- [What is needed]
Present the lines of the rows, starting at the line that contains "Please mark the concrete" and ending at the last line of the rows, as a Markdown table with columns Index and Entry. Number each line in Index, put its text in Entry, and omit blank lines.

— START Data for this task —

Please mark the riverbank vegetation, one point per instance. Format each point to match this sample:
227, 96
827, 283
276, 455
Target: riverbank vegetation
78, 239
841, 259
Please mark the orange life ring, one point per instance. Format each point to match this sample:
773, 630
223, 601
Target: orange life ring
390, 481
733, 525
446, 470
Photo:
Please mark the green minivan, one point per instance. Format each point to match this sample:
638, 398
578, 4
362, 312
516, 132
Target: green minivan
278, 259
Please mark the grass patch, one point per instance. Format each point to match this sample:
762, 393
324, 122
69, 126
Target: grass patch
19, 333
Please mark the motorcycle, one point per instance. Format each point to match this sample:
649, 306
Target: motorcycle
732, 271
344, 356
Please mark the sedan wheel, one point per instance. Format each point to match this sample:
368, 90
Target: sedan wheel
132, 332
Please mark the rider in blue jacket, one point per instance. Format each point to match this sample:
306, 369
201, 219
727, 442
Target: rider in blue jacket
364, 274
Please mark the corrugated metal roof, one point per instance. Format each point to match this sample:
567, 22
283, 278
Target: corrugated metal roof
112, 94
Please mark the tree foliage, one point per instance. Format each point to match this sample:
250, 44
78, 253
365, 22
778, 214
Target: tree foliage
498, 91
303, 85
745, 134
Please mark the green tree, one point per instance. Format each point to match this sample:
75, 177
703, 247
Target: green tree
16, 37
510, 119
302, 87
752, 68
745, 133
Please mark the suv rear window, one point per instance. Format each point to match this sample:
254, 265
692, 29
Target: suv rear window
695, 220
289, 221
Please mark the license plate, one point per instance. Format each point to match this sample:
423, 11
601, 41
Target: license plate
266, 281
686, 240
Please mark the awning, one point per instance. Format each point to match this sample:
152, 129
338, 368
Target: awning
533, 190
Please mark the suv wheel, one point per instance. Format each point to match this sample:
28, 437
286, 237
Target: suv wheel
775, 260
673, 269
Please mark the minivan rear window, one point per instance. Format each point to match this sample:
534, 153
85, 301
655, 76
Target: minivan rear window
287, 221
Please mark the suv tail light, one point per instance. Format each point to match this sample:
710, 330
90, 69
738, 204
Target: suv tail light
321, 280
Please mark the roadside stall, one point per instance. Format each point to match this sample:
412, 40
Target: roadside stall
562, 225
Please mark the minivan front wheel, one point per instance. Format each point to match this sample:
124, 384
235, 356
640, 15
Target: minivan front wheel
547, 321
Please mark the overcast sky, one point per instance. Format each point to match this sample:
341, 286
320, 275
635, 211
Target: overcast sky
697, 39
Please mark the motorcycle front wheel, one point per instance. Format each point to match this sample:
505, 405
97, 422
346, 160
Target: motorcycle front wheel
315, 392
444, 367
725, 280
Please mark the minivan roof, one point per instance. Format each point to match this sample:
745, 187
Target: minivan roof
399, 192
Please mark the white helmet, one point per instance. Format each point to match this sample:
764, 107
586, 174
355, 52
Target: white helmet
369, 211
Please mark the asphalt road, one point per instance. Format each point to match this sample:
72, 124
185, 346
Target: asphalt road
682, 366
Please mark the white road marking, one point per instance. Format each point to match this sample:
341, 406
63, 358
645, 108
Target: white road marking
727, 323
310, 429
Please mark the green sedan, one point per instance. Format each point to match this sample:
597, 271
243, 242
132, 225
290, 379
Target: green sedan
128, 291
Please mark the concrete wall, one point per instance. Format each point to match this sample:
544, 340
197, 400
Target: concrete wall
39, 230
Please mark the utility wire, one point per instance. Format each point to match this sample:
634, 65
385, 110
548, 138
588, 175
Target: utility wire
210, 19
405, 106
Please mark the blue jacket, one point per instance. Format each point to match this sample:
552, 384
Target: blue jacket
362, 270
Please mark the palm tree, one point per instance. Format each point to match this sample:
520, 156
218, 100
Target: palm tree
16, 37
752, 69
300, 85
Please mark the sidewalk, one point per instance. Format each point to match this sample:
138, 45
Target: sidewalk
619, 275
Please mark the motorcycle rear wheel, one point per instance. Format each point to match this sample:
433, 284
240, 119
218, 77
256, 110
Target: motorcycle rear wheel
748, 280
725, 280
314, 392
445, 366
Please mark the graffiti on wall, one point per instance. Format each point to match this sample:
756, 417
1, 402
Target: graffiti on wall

— END Data for this task —

- [Response to the task]
| Index | Entry |
|---|---|
| 1 | Please mark the concrete wall, one point per instance. Format each point to match this sample: |
| 2 | 544, 340 |
| 3 | 197, 400 |
| 4 | Target: concrete wall |
| 5 | 39, 230 |
| 6 | Please mark the utility wire, one point per instance. Format each point to match this sample: |
| 7 | 634, 65 |
| 8 | 385, 110 |
| 9 | 548, 138 |
| 10 | 588, 175 |
| 11 | Target: utility wire |
| 12 | 210, 19 |
| 13 | 405, 106 |
| 14 | Please mark the blue jacket, one point per instance. Format each point to match this sample: |
| 15 | 552, 384 |
| 16 | Target: blue jacket |
| 17 | 362, 270 |
| 18 | Please mark the palm tree, one point per instance. Format each point to match this sample: |
| 19 | 520, 156 |
| 20 | 218, 100 |
| 21 | Target: palm tree |
| 22 | 16, 37 |
| 23 | 752, 69 |
| 24 | 300, 85 |
| 25 | Please mark the sidewalk, one point per instance. Format each point to match this sample: |
| 26 | 138, 45 |
| 27 | Target: sidewalk |
| 28 | 619, 275 |
| 29 | Please mark the motorcycle rear wheel, one point per instance. Format each point to match this sample: |
| 30 | 433, 284 |
| 31 | 240, 119 |
| 32 | 218, 77 |
| 33 | 256, 110 |
| 34 | Target: motorcycle rear wheel |
| 35 | 748, 280 |
| 36 | 725, 280 |
| 37 | 314, 392 |
| 38 | 445, 366 |
| 39 | Please mark the graffiti on wall, one point per instance. Format each point to match this sample: |
| 40 | 756, 417 |
| 41 | 1, 402 |
| 42 | Target: graffiti on wall |